┌──
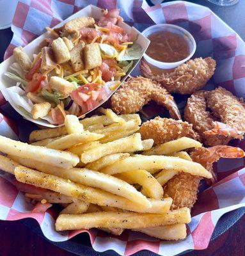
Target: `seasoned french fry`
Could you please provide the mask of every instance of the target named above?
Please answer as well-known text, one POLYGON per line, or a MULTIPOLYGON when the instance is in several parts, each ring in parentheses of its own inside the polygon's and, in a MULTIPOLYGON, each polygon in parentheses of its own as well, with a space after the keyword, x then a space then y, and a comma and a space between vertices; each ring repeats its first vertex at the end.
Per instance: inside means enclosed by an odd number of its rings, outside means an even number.
POLYGON ((136 204, 127 198, 100 189, 77 184, 70 180, 43 173, 22 166, 15 168, 15 175, 17 180, 20 182, 51 189, 72 198, 85 200, 88 203, 99 205, 109 205, 135 212, 143 212, 147 211, 147 209, 150 209, 150 207, 147 208, 142 204, 136 204))
POLYGON ((139 126, 134 127, 130 129, 118 130, 114 132, 111 132, 108 135, 106 135, 104 138, 100 140, 102 143, 107 143, 108 142, 113 141, 122 138, 127 137, 136 132, 139 129, 139 126))
POLYGON ((141 232, 162 240, 184 239, 187 235, 186 224, 181 223, 134 229, 133 230, 141 232))
POLYGON ((130 136, 101 144, 95 148, 85 151, 81 156, 81 161, 86 164, 111 154, 133 152, 141 150, 142 148, 141 135, 139 133, 136 133, 130 136))
MULTIPOLYGON (((72 204, 74 201, 74 199, 70 196, 67 196, 59 193, 51 191, 43 191, 38 195, 40 196, 35 198, 35 200, 38 202, 45 200, 47 200, 47 203, 50 204, 72 204)), ((31 195, 29 193, 26 193, 25 196, 32 198, 31 195)))
POLYGON ((106 116, 109 117, 115 123, 124 124, 125 122, 123 118, 118 116, 111 109, 104 109, 104 108, 99 108, 98 110, 102 114, 106 115, 106 116))
POLYGON ((166 155, 186 148, 199 148, 200 147, 202 147, 202 143, 199 141, 190 138, 182 137, 166 143, 158 145, 143 152, 143 155, 166 155))
POLYGON ((89 205, 86 202, 77 200, 67 206, 60 212, 60 214, 81 214, 87 211, 89 205))
POLYGON ((50 143, 52 141, 54 141, 54 140, 60 139, 63 136, 38 140, 37 141, 33 142, 32 143, 31 143, 31 145, 33 145, 34 146, 45 147, 47 144, 50 143))
POLYGON ((154 141, 152 139, 144 140, 142 141, 143 144, 143 150, 148 150, 152 148, 153 144, 154 143, 154 141))
POLYGON ((83 124, 80 124, 77 116, 74 115, 67 115, 65 116, 65 127, 68 134, 82 133, 84 131, 83 124))
POLYGON ((9 157, 0 155, 0 170, 14 174, 15 167, 19 165, 19 163, 11 159, 9 157))
MULTIPOLYGON (((134 183, 142 186, 145 193, 150 198, 161 199, 163 196, 163 189, 159 182, 145 170, 136 170, 120 173, 129 178, 134 183)), ((142 192, 142 191, 141 191, 142 192)))
POLYGON ((191 157, 189 156, 189 154, 186 151, 180 151, 178 152, 173 153, 170 156, 175 156, 177 157, 182 158, 182 159, 186 159, 188 161, 193 161, 191 157))
POLYGON ((166 169, 182 171, 193 175, 210 179, 211 173, 200 164, 179 157, 164 156, 136 155, 107 166, 100 172, 115 174, 134 170, 166 169))
POLYGON ((95 132, 84 131, 82 133, 72 133, 47 143, 45 147, 57 150, 64 150, 69 148, 75 145, 86 143, 87 142, 98 140, 103 138, 103 134, 99 134, 95 132))
MULTIPOLYGON (((75 154, 77 156, 81 156, 85 150, 89 150, 91 148, 94 148, 96 147, 98 147, 100 145, 100 143, 97 141, 90 141, 86 143, 83 144, 77 144, 75 146, 72 147, 70 148, 68 148, 68 151, 75 154)), ((88 168, 90 169, 90 168, 88 168)))
POLYGON ((184 207, 162 214, 120 212, 61 214, 56 220, 56 228, 57 231, 92 228, 135 229, 190 221, 190 210, 184 207))
POLYGON ((86 166, 86 168, 95 171, 99 171, 100 169, 112 164, 118 160, 129 157, 129 156, 130 156, 129 153, 112 154, 111 155, 104 156, 94 162, 90 163, 86 166))
MULTIPOLYGON (((141 124, 141 120, 139 115, 121 115, 120 116, 125 121, 134 120, 138 125, 141 124)), ((97 124, 102 124, 104 125, 109 125, 113 124, 113 121, 107 116, 93 116, 80 120, 80 123, 83 124, 84 128, 90 125, 97 124)), ((67 132, 64 126, 56 128, 44 129, 42 130, 33 131, 29 136, 30 141, 36 141, 47 138, 59 137, 66 135, 67 132)))
POLYGON ((0 151, 20 157, 40 161, 64 169, 74 166, 79 162, 77 156, 74 154, 33 146, 2 136, 0 136, 0 151))

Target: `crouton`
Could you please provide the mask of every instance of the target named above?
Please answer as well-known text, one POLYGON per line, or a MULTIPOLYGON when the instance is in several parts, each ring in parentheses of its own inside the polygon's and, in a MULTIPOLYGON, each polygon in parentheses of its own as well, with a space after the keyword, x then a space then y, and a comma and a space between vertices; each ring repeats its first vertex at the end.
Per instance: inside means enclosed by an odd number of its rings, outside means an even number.
POLYGON ((58 76, 51 76, 49 85, 52 89, 59 92, 64 96, 69 95, 74 90, 74 86, 71 83, 58 76))
POLYGON ((84 42, 81 42, 70 51, 70 62, 75 72, 84 69, 84 64, 83 60, 83 48, 84 45, 84 42))
POLYGON ((41 69, 47 70, 54 68, 56 65, 54 52, 51 47, 45 47, 42 49, 41 69))
POLYGON ((61 64, 68 61, 70 59, 69 50, 60 37, 58 38, 52 42, 52 49, 54 51, 56 62, 61 64))
POLYGON ((36 103, 33 106, 31 115, 34 119, 38 119, 47 116, 51 109, 51 104, 49 102, 36 103))
POLYGON ((102 60, 98 43, 87 44, 83 47, 83 52, 85 69, 91 69, 101 65, 102 60))
POLYGON ((69 51, 70 51, 74 47, 72 42, 70 40, 68 39, 67 37, 64 36, 62 38, 62 39, 69 51))
POLYGON ((31 66, 31 61, 25 50, 19 46, 13 49, 13 56, 16 61, 20 65, 24 70, 29 70, 31 66))
POLYGON ((90 27, 95 23, 93 18, 82 16, 67 22, 64 25, 63 30, 70 33, 79 30, 82 28, 90 27))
└──
* _SET TASK_: Recast all the records as a JSON list of strings, one string per line and no strings for blank lines. Leave the pictures out.

* _RESPONSE TO THIS EXERCISE_:
[
  "Target: `seasoned french fry`",
  "Could you please provide the mask of every instance of the target named above?",
  "Please answer as well-known text, one POLYGON per line, or a MULTIPOLYGON when the instance is in several parts, each ring in parentheses of its own inside the polygon's and, in a MULTIPOLYGON, each polygon in parentheses of its own as well, with a space after the keyword, x then a space then y, and a comma and a space between vertices; each ring repeats its first vertex at the end.",
  "Per instance: inside means enclosed by an odd number of its rings, outside means an even number.",
  "POLYGON ((136 204, 127 198, 100 189, 77 184, 70 180, 43 173, 22 166, 15 168, 15 175, 17 180, 20 182, 51 189, 72 198, 85 200, 88 203, 99 205, 109 205, 135 212, 143 212, 147 211, 147 209, 150 209, 150 207, 147 208, 142 204, 136 204))",
  "POLYGON ((139 126, 134 127, 130 129, 118 130, 114 132, 111 132, 108 135, 106 135, 104 138, 100 140, 102 143, 107 143, 108 142, 113 141, 122 138, 127 137, 136 132, 139 129, 139 126))",
  "POLYGON ((141 232, 162 240, 184 239, 187 235, 186 224, 181 223, 134 229, 133 230, 141 232))",
  "POLYGON ((130 136, 101 144, 95 148, 85 151, 81 156, 81 161, 86 164, 111 154, 133 152, 141 150, 142 148, 141 135, 139 133, 136 133, 130 136))",
  "MULTIPOLYGON (((72 204, 74 201, 74 199, 70 196, 67 196, 59 193, 51 191, 43 191, 38 195, 40 196, 35 198, 35 200, 38 202, 45 200, 47 200, 47 203, 50 204, 72 204)), ((31 195, 29 193, 26 193, 25 196, 32 198, 31 195)))",
  "POLYGON ((106 116, 109 117, 115 123, 124 124, 125 122, 123 118, 118 116, 111 109, 104 109, 104 108, 99 108, 98 110, 102 114, 106 115, 106 116))",
  "POLYGON ((166 155, 186 148, 199 148, 200 147, 202 147, 202 143, 199 141, 190 138, 182 137, 166 143, 158 145, 143 152, 143 155, 166 155))",
  "POLYGON ((89 205, 86 202, 77 200, 67 206, 60 212, 60 214, 81 214, 87 211, 89 205))",
  "POLYGON ((50 143, 52 141, 54 141, 54 140, 60 139, 63 136, 38 140, 37 141, 33 142, 32 143, 31 143, 31 145, 33 145, 34 146, 45 147, 47 144, 50 143))",
  "POLYGON ((154 141, 152 139, 144 140, 142 141, 143 144, 143 150, 148 150, 152 148, 153 144, 154 143, 154 141))",
  "POLYGON ((83 124, 80 124, 77 116, 74 115, 67 115, 65 116, 65 127, 68 134, 82 133, 84 131, 83 124))",
  "POLYGON ((9 157, 0 155, 0 170, 14 174, 15 167, 19 165, 19 163, 11 159, 9 157))",
  "MULTIPOLYGON (((134 183, 142 186, 145 193, 150 198, 161 199, 163 196, 163 189, 159 182, 145 170, 136 170, 120 173, 129 178, 134 183)), ((142 192, 142 191, 141 191, 142 192)))",
  "POLYGON ((191 157, 189 156, 189 154, 186 151, 180 151, 178 152, 173 153, 170 156, 175 156, 177 157, 182 158, 182 159, 186 159, 188 161, 193 161, 191 157))",
  "POLYGON ((166 169, 182 171, 193 175, 210 179, 211 173, 200 164, 179 157, 164 156, 136 155, 107 166, 100 172, 115 174, 134 170, 166 169))",
  "POLYGON ((95 132, 84 131, 82 133, 72 133, 47 143, 45 147, 57 150, 64 150, 69 148, 75 145, 86 143, 87 142, 98 140, 103 138, 103 134, 99 134, 95 132))",
  "MULTIPOLYGON (((75 154, 77 156, 81 156, 85 150, 89 150, 91 148, 94 148, 96 147, 98 147, 100 145, 100 143, 97 141, 90 141, 86 143, 83 144, 77 144, 75 146, 72 147, 70 148, 68 148, 68 151, 75 154)), ((88 168, 90 169, 90 168, 88 168)))",
  "POLYGON ((184 207, 162 214, 120 212, 61 214, 56 220, 56 228, 57 231, 92 228, 135 229, 190 221, 190 210, 184 207))",
  "POLYGON ((86 166, 86 168, 95 171, 99 171, 100 169, 112 164, 118 160, 129 157, 129 156, 130 156, 129 153, 112 154, 111 155, 104 156, 94 162, 90 163, 86 166))",
  "MULTIPOLYGON (((141 124, 141 120, 139 115, 121 115, 120 116, 125 121, 134 120, 138 125, 141 124)), ((97 124, 102 124, 104 125, 109 125, 113 124, 113 121, 107 116, 93 116, 80 120, 80 123, 83 124, 84 128, 90 125, 97 124)), ((67 132, 64 126, 56 128, 44 129, 42 130, 33 131, 29 136, 30 141, 36 141, 47 138, 59 137, 66 135, 67 132)))",
  "POLYGON ((0 151, 20 157, 40 161, 64 169, 74 166, 79 162, 77 156, 74 154, 33 146, 2 136, 0 136, 0 151))",
  "Target: `crouton`",
  "Could you please provide the mask of every instance of the target named above?",
  "Please answer as well-known text, one POLYGON per line, or a MULTIPOLYGON when the instance is in several parts, each ring in parentheses of its own inside the polygon's and, in a MULTIPOLYGON, each polygon in parentheses of its own as well, with a space after the keyword, x then a space then y, and a comma and a space between vertices; each ring repeats its first vertex at the end.",
  "Per instance: inside means enclosed by an odd number of its rings, outside means an even number.",
  "POLYGON ((58 76, 51 76, 49 85, 52 89, 59 92, 64 96, 69 95, 74 90, 74 86, 71 83, 58 76))",
  "POLYGON ((84 42, 81 42, 70 51, 70 62, 75 72, 84 69, 84 64, 83 60, 83 48, 84 45, 84 42))",
  "POLYGON ((41 69, 47 70, 54 68, 56 65, 54 52, 51 47, 45 47, 42 49, 41 69))",
  "POLYGON ((61 64, 68 61, 70 59, 69 50, 60 37, 58 38, 52 42, 52 49, 54 51, 56 62, 61 64))",
  "POLYGON ((36 103, 33 106, 31 115, 34 119, 38 119, 47 116, 51 109, 51 104, 49 102, 36 103))",
  "POLYGON ((102 60, 98 43, 87 44, 83 47, 83 52, 85 69, 91 69, 101 65, 102 60))",
  "POLYGON ((69 51, 70 51, 74 47, 72 42, 70 40, 68 39, 67 37, 64 36, 62 38, 62 39, 69 51))",
  "POLYGON ((31 66, 31 61, 25 50, 19 46, 13 49, 13 56, 16 61, 20 65, 24 70, 29 70, 31 66))",
  "POLYGON ((90 27, 95 23, 93 18, 82 16, 67 22, 64 25, 63 30, 70 33, 79 30, 82 28, 90 27))"
]